## Instrução de trabalho
Segundo o trecho para leitura sobre imigração e trabalho qualificado, quantos imigrantes nascidos na Índia vivem nos Estados Unidos?

#### Trecho para leitura

No entanto, também é verdade que o processo de visto H-1B, em particular, é altamente complicado e favorece empresas de grande tecnologia em detrimento de concorrentes menores e trabalhadores locais qualificados que estão enfrentando pressão salarial.

“Isso é um sintoma das empresas de tecnologia tentando mante seus custos baixos. Se a Microsoft tiver de pagar 60 mil dólares em vez de 40 mil dólares, seus lucros serão menores”, disse Robert Brusca, da empresa de consultoria Fact and Opinion Economics.

Assim, o teorema fundamental de mais trabalhadores e salários mais baixos também é válido no setor de alta tecnologia e alta qualificação, especialmente para ciências e engenharia. Os imigrantes e as grandes empresas se beneficiam, enquanto os trabalhadores locais perdem.

Por causa da globalização e da imigração, os trabalhadores altamente qualificados americanos estão agora competindo com pessoas da China, da Índia e de outras partes do mundo – uma reserva de mão-de-obra total de bilhões de pessoas.

Embora a Índia, por exemplo, ainda seja um país em desenvolvimento, os 2 milhões de imigrantes nascidos na Índia que vivem nos Estados Unidos representam alguns dos melhores e mais brilhantes de um povo de 1,25 bilhão.

O fator cultura

A competição por empregos qualificados começa antes mesmo da imigração. Os europeus, os chineses e os melhores da Índia mostram melhor desempenho em matemática e ciências do que seus colegas americanos, começando na escola primária.

“Há muito a ser feito para melhorar as escolas nos Estados Unidos. O nível é bastante baixo em muitas áreas. Algumas escolas de ensino médio nem sequer oferecem cálculo”, disse Nolt.

Segundo Nolt, o baixo nível de especialização local em ciência e engenharia também está enraizado na cultura americana.

########
#### Listagem fornecida

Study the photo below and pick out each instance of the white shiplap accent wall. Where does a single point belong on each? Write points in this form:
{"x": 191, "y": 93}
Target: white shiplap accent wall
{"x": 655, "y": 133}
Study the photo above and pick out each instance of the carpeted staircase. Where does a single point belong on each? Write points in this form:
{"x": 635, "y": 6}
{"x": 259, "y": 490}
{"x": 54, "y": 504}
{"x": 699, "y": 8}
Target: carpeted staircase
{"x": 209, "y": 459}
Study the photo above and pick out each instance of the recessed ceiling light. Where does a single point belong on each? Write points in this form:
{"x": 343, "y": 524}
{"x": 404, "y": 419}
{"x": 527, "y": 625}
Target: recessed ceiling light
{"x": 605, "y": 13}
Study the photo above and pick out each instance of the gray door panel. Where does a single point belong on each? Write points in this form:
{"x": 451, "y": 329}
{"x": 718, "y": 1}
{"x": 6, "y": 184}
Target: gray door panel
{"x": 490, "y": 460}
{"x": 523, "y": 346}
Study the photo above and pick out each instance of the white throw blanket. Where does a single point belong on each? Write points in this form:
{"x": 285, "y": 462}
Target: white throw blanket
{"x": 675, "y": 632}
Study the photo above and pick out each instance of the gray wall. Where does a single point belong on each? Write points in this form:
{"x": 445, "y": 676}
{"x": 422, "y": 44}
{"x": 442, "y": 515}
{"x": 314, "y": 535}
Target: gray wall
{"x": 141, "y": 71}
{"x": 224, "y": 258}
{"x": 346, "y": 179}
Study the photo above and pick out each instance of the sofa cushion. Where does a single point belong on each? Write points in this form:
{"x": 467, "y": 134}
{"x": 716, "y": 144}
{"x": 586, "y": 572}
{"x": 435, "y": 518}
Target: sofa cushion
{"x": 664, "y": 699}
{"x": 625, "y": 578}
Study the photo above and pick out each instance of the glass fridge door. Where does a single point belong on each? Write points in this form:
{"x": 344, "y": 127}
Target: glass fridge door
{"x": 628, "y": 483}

########
#### Listagem fornecida

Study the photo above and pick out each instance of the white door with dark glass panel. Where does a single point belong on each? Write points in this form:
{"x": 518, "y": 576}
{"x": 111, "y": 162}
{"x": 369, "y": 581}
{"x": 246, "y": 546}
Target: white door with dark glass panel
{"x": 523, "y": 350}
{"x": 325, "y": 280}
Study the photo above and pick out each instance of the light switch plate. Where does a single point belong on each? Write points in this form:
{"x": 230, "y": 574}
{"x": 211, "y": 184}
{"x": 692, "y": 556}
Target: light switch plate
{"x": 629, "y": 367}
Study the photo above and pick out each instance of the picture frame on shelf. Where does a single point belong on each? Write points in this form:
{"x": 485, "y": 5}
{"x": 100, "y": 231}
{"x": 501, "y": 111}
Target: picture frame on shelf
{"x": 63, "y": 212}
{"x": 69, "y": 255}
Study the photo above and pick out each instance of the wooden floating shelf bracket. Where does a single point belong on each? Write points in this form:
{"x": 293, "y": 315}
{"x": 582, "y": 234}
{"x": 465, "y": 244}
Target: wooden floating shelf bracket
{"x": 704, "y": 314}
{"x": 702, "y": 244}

########

## Resposta
2 milhões.